======== EXCERPT TO READ ========

That’s just a start, but I’d advise you to remember the purpose of a call centre is to help people. If you can’t do that, go into politics.

The Direct Client Call

It’s five twenty-five, and a client rings to talk about an upcoming deadline just as you’re hunting around for your coat. Do you ignore it? Do you answer and be brief? Or do you make the effort? Pro tip: the first two are the wrong answer, but only to a point. If this is the tenth time today a client has rung you (i.e. they’re control freaks), let it run to answerphone. But otherwise, pick up, and take the time to talk to them and ask them what they need and how you can help.

I’m a writer, so I tend to call people quite a lot to ask them a lot of things, like “can I interview you,” or “where is [editor name here]?” It doesn’t help to repeatedly have my calls ignored, or have someone tell me they’ll call me when they’re ready, despite the fact that we both know that not answering my questions now means we will both miss a key deadline. If you have gone to the effort of offering a client your desk phone number, answer your calls. Unless you’re in a meeting (and don’t always be “in meetings”, it doesn’t make the caller feel very important) or on the phone already, deal with it now so you’re not having to deal with it at five twenty-five.

======== ROWS ========

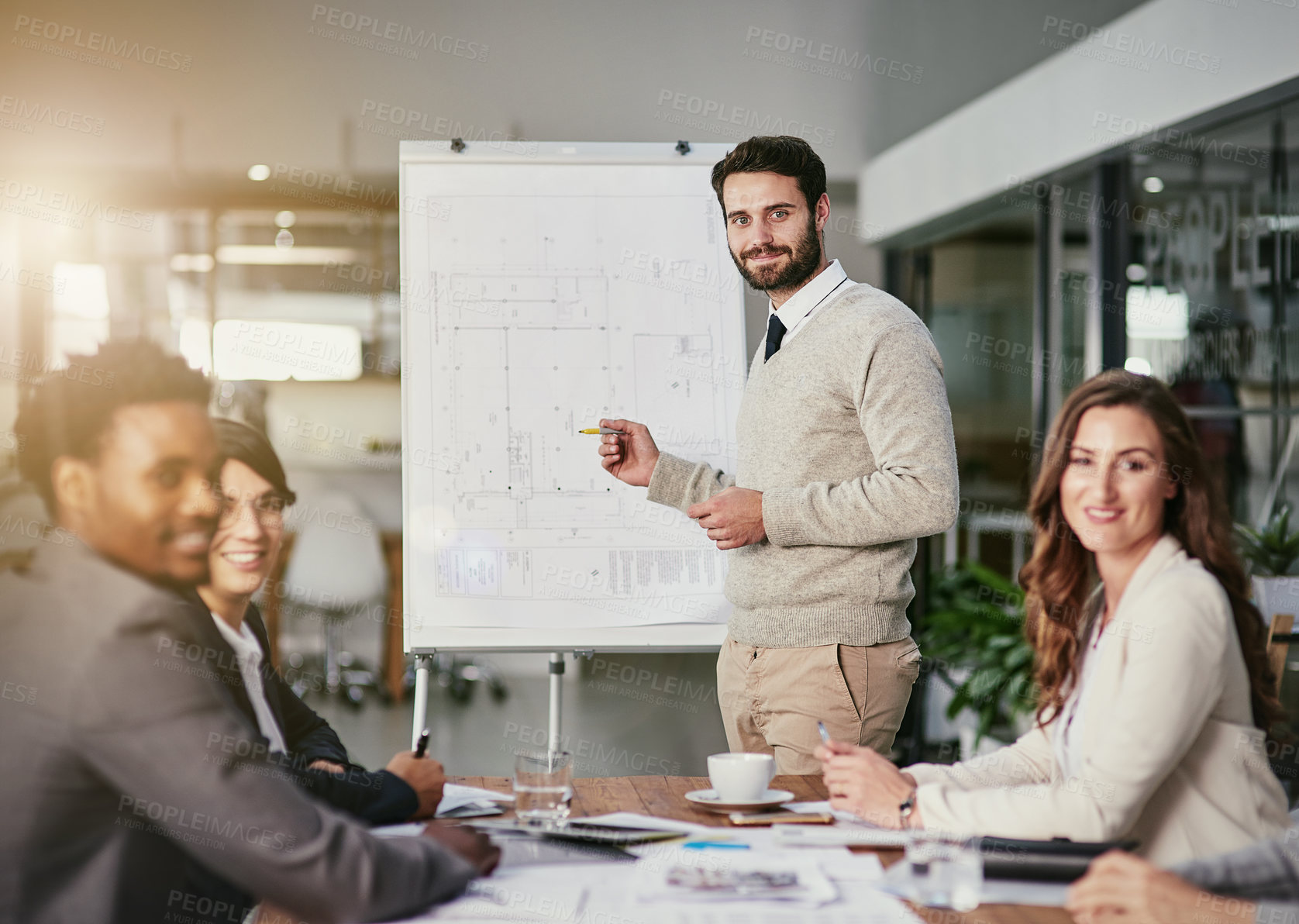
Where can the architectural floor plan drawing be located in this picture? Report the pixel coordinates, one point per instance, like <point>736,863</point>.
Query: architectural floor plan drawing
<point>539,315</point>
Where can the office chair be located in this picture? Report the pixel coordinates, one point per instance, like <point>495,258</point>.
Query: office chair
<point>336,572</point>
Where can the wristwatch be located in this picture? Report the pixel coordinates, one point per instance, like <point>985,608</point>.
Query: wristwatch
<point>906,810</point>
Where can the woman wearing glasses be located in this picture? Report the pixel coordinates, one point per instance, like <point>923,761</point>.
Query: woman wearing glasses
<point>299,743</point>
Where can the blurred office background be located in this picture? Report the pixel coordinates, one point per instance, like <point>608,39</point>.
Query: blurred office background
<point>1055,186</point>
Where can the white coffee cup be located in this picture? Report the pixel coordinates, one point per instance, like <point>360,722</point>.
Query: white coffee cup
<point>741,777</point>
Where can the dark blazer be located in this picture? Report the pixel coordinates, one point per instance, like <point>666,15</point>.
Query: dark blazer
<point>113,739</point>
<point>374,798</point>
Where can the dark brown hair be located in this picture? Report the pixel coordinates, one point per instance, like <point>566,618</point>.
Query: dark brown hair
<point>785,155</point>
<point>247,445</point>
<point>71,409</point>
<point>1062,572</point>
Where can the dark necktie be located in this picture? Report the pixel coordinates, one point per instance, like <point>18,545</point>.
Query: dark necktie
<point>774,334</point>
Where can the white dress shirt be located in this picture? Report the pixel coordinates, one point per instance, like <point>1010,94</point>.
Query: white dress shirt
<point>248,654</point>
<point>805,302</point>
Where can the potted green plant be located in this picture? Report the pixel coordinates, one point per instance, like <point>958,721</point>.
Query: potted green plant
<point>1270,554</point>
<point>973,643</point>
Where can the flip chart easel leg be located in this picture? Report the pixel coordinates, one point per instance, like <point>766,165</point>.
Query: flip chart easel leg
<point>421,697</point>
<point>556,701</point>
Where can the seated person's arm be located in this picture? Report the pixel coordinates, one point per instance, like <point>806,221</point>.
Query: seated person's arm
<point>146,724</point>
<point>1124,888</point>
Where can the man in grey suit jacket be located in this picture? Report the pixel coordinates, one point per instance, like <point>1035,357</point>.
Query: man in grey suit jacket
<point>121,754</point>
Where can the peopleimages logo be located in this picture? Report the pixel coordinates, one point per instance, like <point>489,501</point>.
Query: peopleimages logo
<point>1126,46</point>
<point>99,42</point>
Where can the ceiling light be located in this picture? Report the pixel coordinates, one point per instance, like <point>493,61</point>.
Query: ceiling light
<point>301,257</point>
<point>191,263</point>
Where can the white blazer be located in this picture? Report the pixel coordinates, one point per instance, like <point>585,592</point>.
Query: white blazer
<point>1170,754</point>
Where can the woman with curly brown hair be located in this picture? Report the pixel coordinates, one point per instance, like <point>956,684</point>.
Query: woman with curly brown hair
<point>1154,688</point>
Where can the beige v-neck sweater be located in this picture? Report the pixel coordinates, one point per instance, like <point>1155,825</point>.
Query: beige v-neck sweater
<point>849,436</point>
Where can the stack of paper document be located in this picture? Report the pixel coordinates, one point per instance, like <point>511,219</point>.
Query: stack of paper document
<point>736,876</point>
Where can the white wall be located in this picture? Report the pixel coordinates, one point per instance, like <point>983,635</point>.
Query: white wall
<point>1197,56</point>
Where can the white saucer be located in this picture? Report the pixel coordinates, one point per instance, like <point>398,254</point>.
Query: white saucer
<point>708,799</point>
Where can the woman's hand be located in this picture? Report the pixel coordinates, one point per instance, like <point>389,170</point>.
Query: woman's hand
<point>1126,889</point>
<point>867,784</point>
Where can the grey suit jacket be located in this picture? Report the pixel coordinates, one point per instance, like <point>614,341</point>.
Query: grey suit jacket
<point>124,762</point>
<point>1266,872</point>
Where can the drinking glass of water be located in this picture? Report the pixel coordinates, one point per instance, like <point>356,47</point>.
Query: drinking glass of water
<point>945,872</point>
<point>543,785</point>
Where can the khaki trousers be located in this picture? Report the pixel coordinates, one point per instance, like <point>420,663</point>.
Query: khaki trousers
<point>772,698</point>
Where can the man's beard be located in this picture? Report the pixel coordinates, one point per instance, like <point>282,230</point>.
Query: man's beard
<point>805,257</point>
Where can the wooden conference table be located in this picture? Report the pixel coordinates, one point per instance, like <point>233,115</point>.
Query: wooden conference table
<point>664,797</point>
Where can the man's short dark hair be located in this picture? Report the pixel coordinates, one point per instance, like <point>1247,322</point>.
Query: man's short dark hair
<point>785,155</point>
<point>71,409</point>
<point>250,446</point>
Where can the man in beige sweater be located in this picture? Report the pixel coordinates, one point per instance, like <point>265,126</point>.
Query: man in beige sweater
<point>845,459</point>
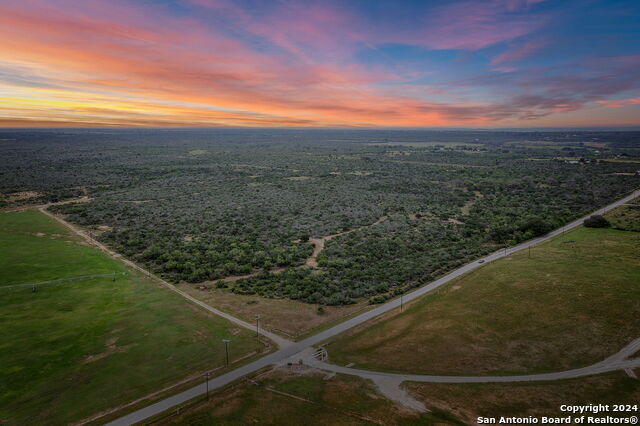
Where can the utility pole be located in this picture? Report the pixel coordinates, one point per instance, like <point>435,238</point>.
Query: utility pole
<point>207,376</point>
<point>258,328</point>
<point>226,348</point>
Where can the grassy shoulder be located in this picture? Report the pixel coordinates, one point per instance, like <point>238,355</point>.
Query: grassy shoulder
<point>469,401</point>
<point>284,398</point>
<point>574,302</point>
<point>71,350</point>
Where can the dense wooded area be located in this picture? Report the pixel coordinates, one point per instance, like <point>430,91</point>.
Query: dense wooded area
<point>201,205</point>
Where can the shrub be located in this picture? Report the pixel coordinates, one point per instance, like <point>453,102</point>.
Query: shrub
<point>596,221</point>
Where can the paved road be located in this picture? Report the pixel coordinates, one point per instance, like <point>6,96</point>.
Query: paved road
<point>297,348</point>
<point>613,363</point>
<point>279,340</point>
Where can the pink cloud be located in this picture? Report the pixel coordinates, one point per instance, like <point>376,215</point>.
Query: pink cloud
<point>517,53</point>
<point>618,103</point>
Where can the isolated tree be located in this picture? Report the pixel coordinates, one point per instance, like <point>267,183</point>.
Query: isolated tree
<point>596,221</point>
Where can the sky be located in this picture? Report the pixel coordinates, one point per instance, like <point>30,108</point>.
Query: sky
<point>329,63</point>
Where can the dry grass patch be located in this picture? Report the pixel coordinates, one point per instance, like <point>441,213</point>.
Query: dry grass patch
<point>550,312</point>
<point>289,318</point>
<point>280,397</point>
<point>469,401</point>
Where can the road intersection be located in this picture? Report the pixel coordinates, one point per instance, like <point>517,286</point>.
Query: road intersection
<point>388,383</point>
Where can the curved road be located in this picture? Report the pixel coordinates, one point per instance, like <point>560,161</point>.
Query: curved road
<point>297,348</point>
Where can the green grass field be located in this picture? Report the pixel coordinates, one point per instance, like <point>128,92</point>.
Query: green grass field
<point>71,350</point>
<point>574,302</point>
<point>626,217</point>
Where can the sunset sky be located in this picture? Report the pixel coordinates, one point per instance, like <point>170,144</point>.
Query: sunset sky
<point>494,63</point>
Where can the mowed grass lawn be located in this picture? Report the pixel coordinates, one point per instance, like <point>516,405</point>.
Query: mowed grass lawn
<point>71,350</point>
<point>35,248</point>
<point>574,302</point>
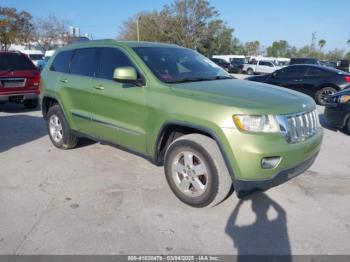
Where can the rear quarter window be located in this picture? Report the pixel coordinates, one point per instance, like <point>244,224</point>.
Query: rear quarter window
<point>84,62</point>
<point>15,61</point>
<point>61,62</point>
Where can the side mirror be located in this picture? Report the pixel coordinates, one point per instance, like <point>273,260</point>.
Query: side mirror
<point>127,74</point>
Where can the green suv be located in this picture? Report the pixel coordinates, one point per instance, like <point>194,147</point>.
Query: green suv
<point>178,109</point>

========

**OBJECTIVES**
1/ In the text on answering client calls, what does it recommend doing if a client has rung you for the tenth time that day?
2/ Transcribe the passage of the text on answering client calls starting at "It’s five twenty-five, and" and ending at "you can help.".
3/ Say whether each statement agrees with the text on answering client calls, and back each yes or no with the deciding words from the text, quoted exactly: (a) The purpose of a call centre is to help people. (b) Ignoring a client who rings at five twenty-five is the right answer. (c) Always being "in meetings" makes the caller feel very important.

**LIST OF SOLUTIONS**
1/ Let the call run to answerphone.

2/
It’s five twenty-five, and a client rings to talk about an upcoming deadline just as you’re hunting around for your coat. Do you ignore it? Do you answer and be brief? Or do you make the effort? Pro tip: the first two are the wrong answer, but only to a point. If this is the tenth time today a client has rung you (i.e. they’re control freaks), let it run to answerphone. But otherwise, pick up, and take the time to talk to them and ask them what they need and how you can help.

3/
(a) Yes: "remember the purpose of a call centre is to help people."
(b) No: "the first two are the wrong answer"
(c) No: "don’t always be “in meetings”, it doesn’t make the caller feel very important"